_RECORDS PROVIDED_
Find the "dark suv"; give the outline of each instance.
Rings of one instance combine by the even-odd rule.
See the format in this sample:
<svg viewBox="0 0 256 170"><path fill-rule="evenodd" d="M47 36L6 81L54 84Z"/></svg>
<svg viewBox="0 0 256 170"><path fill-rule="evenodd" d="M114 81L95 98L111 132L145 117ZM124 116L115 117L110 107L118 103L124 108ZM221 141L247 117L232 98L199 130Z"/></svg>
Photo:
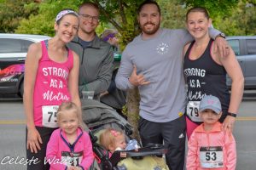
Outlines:
<svg viewBox="0 0 256 170"><path fill-rule="evenodd" d="M245 89L256 89L256 36L228 37L227 41L234 50L245 79ZM231 86L228 77L227 84Z"/></svg>
<svg viewBox="0 0 256 170"><path fill-rule="evenodd" d="M0 96L23 94L25 60L30 44L49 37L0 34Z"/></svg>

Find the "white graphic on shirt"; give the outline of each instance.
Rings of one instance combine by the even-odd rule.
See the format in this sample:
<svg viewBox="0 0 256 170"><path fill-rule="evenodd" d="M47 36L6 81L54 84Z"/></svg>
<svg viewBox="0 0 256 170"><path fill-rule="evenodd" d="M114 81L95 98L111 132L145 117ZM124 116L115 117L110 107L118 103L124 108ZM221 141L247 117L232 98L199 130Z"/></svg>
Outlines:
<svg viewBox="0 0 256 170"><path fill-rule="evenodd" d="M207 94L202 93L201 88L207 83L201 82L200 78L198 77L204 77L206 76L206 70L200 68L187 68L184 70L184 75L187 77L189 77L189 81L188 82L189 101L186 108L186 113L193 122L201 122L201 119L198 114L199 104L201 99L207 95ZM198 91L195 89L198 89Z"/></svg>
<svg viewBox="0 0 256 170"><path fill-rule="evenodd" d="M49 85L46 92L43 93L43 99L47 101L67 101L69 97L64 94L61 91L53 89L63 89L67 88L63 81L67 81L68 71L57 67L44 67L42 69L44 76L51 76L49 82L44 82L44 84ZM57 94L56 94L57 92Z"/></svg>
<svg viewBox="0 0 256 170"><path fill-rule="evenodd" d="M156 51L159 54L165 54L169 51L169 46L166 43L161 42L156 47Z"/></svg>

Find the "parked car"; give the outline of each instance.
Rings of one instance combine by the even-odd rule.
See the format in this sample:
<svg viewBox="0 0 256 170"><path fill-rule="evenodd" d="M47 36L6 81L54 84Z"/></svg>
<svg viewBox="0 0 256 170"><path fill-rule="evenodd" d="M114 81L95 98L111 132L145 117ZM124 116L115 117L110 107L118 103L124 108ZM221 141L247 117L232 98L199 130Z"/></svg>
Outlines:
<svg viewBox="0 0 256 170"><path fill-rule="evenodd" d="M228 37L227 41L234 50L245 78L245 89L256 89L256 36ZM230 88L231 79L228 76Z"/></svg>
<svg viewBox="0 0 256 170"><path fill-rule="evenodd" d="M0 95L23 95L25 60L30 44L49 37L0 34Z"/></svg>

_EXERCISE DETAILS_
Please substitute "black suv" for "dark suv" in the stretch of data from its start through the line containing "96L23 94L25 60L30". Write that stretch out with everything else unchanged, and leave the pictures out of your answer.

_RESPONSE_
Find the "black suv"; give the outline of each instance.
Rings of one instance combine by the even-odd rule.
See the format in this sample:
<svg viewBox="0 0 256 170"><path fill-rule="evenodd" d="M47 36L6 81L54 84Z"/></svg>
<svg viewBox="0 0 256 170"><path fill-rule="evenodd" d="M114 81L95 98L111 132L145 117ZM124 116L115 117L110 107L118 103L124 108ZM221 141L247 117L232 98L199 130Z"/></svg>
Photo:
Outlines:
<svg viewBox="0 0 256 170"><path fill-rule="evenodd" d="M245 89L256 89L256 36L228 37L227 41L234 50L245 79ZM231 86L228 77L227 84Z"/></svg>
<svg viewBox="0 0 256 170"><path fill-rule="evenodd" d="M0 96L23 94L25 60L30 44L49 37L0 34Z"/></svg>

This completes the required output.